Here are some examples in @command{ginsh} to demonstrate how it works (the
@code{match()} function in @command{ginsh} returns @samp{FAIL} if the
match fails, and the list of wildcard replacements otherwise):
@example
> match((x+y)^a,(x+y)^a);
@{@}
> match((x+y)^a,(x+y)^b);
FAIL
> match((x+y)^a,$1^$2);
@{$1==x+y,$2==a@}
> match((x+y)^a,$1^$1);
FAIL
> match((x+y)^(x+y),$1^$1);
@{$1==x+y@}
> match((x+y)^(x+y),$1^$2);
@{$1==x+y,$2==x+y@}
> match((a+b)*(a+c),($1+b)*($1+c));
@{$1==a@}
> match((a+b)*(a+c),(a+$1)*(a+$2));
@{$1==c,$2==b@}
(Unpredictable. The result might also be [$1==c,$2==b].)

- LISTING:

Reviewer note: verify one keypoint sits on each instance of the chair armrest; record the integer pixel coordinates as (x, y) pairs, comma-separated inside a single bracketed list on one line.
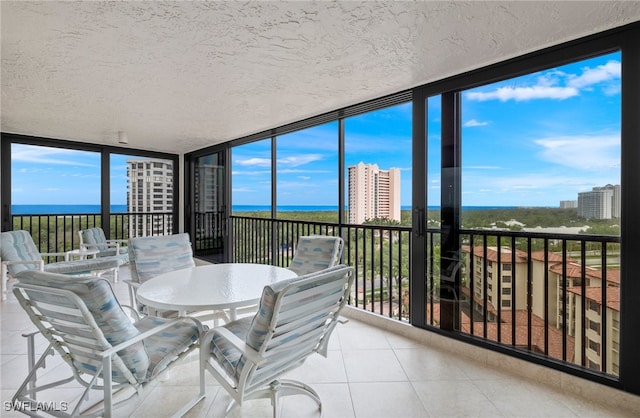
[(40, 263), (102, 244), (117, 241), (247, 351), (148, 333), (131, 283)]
...
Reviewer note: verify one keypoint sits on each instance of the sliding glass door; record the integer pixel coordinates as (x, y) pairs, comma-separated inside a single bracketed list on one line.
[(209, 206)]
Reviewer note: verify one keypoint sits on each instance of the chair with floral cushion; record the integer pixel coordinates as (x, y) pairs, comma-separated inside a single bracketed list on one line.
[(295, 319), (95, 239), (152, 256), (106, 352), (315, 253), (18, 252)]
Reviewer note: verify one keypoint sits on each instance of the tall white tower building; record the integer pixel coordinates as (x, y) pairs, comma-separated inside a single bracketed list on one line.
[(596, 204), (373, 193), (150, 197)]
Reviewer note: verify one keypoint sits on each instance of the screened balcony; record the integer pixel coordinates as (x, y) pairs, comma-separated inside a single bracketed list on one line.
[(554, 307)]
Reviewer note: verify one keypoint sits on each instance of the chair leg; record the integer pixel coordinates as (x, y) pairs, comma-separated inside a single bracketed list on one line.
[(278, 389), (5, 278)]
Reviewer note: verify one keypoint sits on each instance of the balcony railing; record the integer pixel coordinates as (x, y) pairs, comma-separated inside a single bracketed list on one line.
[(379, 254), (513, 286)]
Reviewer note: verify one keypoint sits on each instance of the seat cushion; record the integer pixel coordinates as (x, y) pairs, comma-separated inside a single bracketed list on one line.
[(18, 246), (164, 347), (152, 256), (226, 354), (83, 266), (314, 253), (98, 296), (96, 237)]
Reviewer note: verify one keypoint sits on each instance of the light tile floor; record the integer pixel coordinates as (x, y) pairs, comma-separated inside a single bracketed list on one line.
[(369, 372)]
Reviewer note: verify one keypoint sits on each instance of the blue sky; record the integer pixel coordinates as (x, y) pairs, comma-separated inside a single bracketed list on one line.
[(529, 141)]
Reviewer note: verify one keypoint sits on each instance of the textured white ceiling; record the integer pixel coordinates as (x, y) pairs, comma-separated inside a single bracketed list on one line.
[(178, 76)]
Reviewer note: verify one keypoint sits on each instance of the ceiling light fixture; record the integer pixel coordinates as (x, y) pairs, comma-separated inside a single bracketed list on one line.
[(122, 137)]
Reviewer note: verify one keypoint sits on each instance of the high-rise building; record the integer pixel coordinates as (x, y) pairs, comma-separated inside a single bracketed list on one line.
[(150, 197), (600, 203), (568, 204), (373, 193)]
...
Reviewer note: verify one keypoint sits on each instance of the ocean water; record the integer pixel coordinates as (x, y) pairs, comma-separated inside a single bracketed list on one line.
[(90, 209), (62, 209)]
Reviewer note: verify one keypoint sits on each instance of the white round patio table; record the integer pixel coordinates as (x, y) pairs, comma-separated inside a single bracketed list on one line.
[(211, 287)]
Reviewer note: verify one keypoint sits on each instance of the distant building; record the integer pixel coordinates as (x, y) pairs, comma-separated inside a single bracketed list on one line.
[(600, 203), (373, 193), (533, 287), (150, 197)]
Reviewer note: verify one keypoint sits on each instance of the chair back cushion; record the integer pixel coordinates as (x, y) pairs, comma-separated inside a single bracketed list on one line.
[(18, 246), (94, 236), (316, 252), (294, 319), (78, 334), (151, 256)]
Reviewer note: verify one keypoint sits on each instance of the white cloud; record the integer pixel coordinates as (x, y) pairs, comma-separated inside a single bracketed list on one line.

- WHAT THIS TASK INVOLVES: Could you copy the entire passage of ginsh match() examples word for word, keeping every markup command and line as it appears?

- FINISHED EXERCISE:
Here are some examples in @command{ginsh} to demonstrate how it works (the
@code{match()} function in @command{ginsh} returns @samp{FAIL} if the
match fails, and the list of wildcard replacements otherwise):
@example
> match((x+y)^a,(x+y)^a);
@{@}
> match((x+y)^a,(x+y)^b);
FAIL
> match((x+y)^a,$1^$2);
@{$1==x+y,$2==a@}
> match((x+y)^a,$1^$1);
FAIL
> match((x+y)^(x+y),$1^$1);
@{$1==x+y@}
> match((x+y)^(x+y),$1^$2);
@{$1==x+y,$2==x+y@}
> match((a+b)*(a+c),($1+b)*($1+c));
@{$1==a@}
> match((a+b)*(a+c),(a+$1)*(a+$2));
@{$1==c,$2==b@}
(Unpredictable. The result might also be [$1==c,$2==b].)